- [STORED ROWS]:
● ● ● ● ●
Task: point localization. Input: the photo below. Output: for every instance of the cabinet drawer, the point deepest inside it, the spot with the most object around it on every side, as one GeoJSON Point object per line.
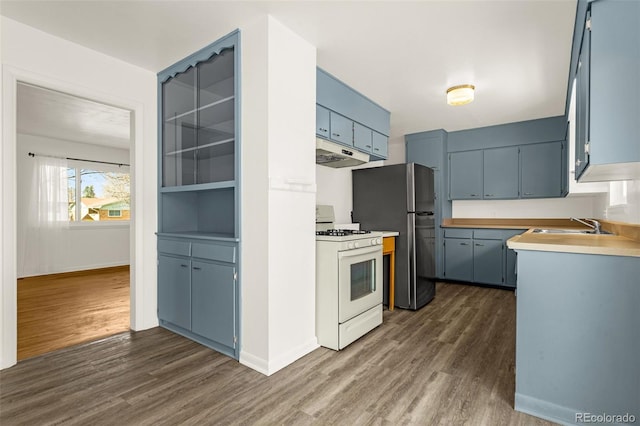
{"type": "Point", "coordinates": [487, 234]}
{"type": "Point", "coordinates": [180, 248]}
{"type": "Point", "coordinates": [218, 252]}
{"type": "Point", "coordinates": [458, 233]}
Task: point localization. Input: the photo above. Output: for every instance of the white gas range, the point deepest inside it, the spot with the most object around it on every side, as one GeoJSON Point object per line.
{"type": "Point", "coordinates": [348, 281]}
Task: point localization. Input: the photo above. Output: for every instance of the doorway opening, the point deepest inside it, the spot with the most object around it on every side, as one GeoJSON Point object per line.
{"type": "Point", "coordinates": [73, 210]}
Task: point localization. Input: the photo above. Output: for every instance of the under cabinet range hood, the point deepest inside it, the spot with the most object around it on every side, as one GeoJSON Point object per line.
{"type": "Point", "coordinates": [331, 154]}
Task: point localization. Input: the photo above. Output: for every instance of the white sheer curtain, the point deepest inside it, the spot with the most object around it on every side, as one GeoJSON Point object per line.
{"type": "Point", "coordinates": [44, 218]}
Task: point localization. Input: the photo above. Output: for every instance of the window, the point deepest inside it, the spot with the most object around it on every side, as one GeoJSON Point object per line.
{"type": "Point", "coordinates": [98, 195]}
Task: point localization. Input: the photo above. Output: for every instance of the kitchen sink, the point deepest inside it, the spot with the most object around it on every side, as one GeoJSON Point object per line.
{"type": "Point", "coordinates": [570, 231]}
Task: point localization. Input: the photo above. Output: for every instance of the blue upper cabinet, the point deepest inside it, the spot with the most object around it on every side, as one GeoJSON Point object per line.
{"type": "Point", "coordinates": [362, 137]}
{"type": "Point", "coordinates": [322, 122]}
{"type": "Point", "coordinates": [354, 120]}
{"type": "Point", "coordinates": [509, 161]}
{"type": "Point", "coordinates": [380, 145]}
{"type": "Point", "coordinates": [501, 173]}
{"type": "Point", "coordinates": [341, 129]}
{"type": "Point", "coordinates": [465, 175]}
{"type": "Point", "coordinates": [608, 90]}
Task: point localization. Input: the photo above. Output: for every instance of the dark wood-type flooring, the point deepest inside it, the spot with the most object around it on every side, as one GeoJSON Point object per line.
{"type": "Point", "coordinates": [449, 363]}
{"type": "Point", "coordinates": [61, 310]}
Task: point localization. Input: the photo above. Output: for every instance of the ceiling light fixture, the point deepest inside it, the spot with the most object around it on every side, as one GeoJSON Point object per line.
{"type": "Point", "coordinates": [460, 95]}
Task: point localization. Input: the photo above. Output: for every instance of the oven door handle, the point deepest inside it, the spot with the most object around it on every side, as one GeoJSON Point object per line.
{"type": "Point", "coordinates": [359, 251]}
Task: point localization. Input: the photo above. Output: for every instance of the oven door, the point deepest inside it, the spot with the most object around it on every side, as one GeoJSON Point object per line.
{"type": "Point", "coordinates": [359, 281]}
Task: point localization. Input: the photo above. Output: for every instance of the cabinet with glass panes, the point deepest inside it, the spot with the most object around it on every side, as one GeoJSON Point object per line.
{"type": "Point", "coordinates": [198, 143]}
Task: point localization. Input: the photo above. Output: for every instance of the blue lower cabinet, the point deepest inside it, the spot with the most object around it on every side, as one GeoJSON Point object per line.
{"type": "Point", "coordinates": [213, 290]}
{"type": "Point", "coordinates": [198, 291]}
{"type": "Point", "coordinates": [480, 256]}
{"type": "Point", "coordinates": [174, 290]}
{"type": "Point", "coordinates": [488, 258]}
{"type": "Point", "coordinates": [458, 259]}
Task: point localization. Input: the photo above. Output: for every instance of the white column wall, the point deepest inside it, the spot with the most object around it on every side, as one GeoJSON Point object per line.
{"type": "Point", "coordinates": [278, 196]}
{"type": "Point", "coordinates": [292, 116]}
{"type": "Point", "coordinates": [39, 58]}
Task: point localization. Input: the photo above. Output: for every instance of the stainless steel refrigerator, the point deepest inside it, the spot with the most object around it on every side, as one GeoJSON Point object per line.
{"type": "Point", "coordinates": [401, 198]}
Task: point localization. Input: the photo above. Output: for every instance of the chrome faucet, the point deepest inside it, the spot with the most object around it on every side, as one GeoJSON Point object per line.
{"type": "Point", "coordinates": [593, 224]}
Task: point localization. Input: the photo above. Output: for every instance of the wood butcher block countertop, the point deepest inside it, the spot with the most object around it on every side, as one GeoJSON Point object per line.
{"type": "Point", "coordinates": [625, 242]}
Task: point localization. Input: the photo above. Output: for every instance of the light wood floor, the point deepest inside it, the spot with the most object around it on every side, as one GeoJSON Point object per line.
{"type": "Point", "coordinates": [61, 310]}
{"type": "Point", "coordinates": [450, 363]}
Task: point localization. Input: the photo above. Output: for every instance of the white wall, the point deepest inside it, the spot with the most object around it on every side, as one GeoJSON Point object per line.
{"type": "Point", "coordinates": [36, 57]}
{"type": "Point", "coordinates": [79, 247]}
{"type": "Point", "coordinates": [278, 196]}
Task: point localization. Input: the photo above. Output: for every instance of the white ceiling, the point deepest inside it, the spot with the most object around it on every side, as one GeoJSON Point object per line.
{"type": "Point", "coordinates": [403, 55]}
{"type": "Point", "coordinates": [45, 112]}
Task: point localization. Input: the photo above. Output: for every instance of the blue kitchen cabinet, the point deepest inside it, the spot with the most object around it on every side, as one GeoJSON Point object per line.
{"type": "Point", "coordinates": [341, 129]}
{"type": "Point", "coordinates": [480, 256]}
{"type": "Point", "coordinates": [458, 259]}
{"type": "Point", "coordinates": [582, 105]}
{"type": "Point", "coordinates": [198, 195]}
{"type": "Point", "coordinates": [465, 175]}
{"type": "Point", "coordinates": [380, 145]}
{"type": "Point", "coordinates": [458, 254]}
{"type": "Point", "coordinates": [336, 96]}
{"type": "Point", "coordinates": [500, 173]}
{"type": "Point", "coordinates": [541, 170]}
{"type": "Point", "coordinates": [213, 286]}
{"type": "Point", "coordinates": [362, 138]}
{"type": "Point", "coordinates": [174, 290]}
{"type": "Point", "coordinates": [322, 122]}
{"type": "Point", "coordinates": [350, 117]}
{"type": "Point", "coordinates": [488, 261]}
{"type": "Point", "coordinates": [608, 91]}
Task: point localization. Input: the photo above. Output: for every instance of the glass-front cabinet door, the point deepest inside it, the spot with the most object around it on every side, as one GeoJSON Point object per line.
{"type": "Point", "coordinates": [198, 123]}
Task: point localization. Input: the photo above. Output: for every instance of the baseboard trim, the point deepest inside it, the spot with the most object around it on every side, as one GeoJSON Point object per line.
{"type": "Point", "coordinates": [268, 367]}
{"type": "Point", "coordinates": [545, 410]}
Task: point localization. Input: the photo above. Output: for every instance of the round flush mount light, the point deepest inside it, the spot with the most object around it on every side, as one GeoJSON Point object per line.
{"type": "Point", "coordinates": [460, 95]}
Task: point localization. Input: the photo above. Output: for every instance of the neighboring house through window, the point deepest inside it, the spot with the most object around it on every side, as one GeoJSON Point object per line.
{"type": "Point", "coordinates": [98, 195]}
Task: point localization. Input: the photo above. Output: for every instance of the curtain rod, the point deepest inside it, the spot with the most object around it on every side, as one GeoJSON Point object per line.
{"type": "Point", "coordinates": [32, 154]}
● ● ● ● ●
- [WHAT THE TASK ASKS]: Everything from the line containing "of the round" to the end of the data above should be quoted exactly, please, both ends included, and nothing outside that span.

- [EXERCISE ANSWER]:
Task: point localization. Input: the photo above. Output: for every instance of the round flush mount light, the point deepest inside it, the spot with the most object around it on every side, as one GeoJSON Point object per line.
{"type": "Point", "coordinates": [460, 95]}
Task: point localization. Input: the photo above. Output: for every instance of the neighboring house through window, the point deepest inside it, the spot with the most object around it on every side, as one GeoJSON Point object per line.
{"type": "Point", "coordinates": [98, 195]}
Task: point localization. Input: the photo above. Output: for every instance of the curtain rod, the point deepest inside it, the spot with the most object around it on every side, as one GeoJSON Point object per line.
{"type": "Point", "coordinates": [32, 154]}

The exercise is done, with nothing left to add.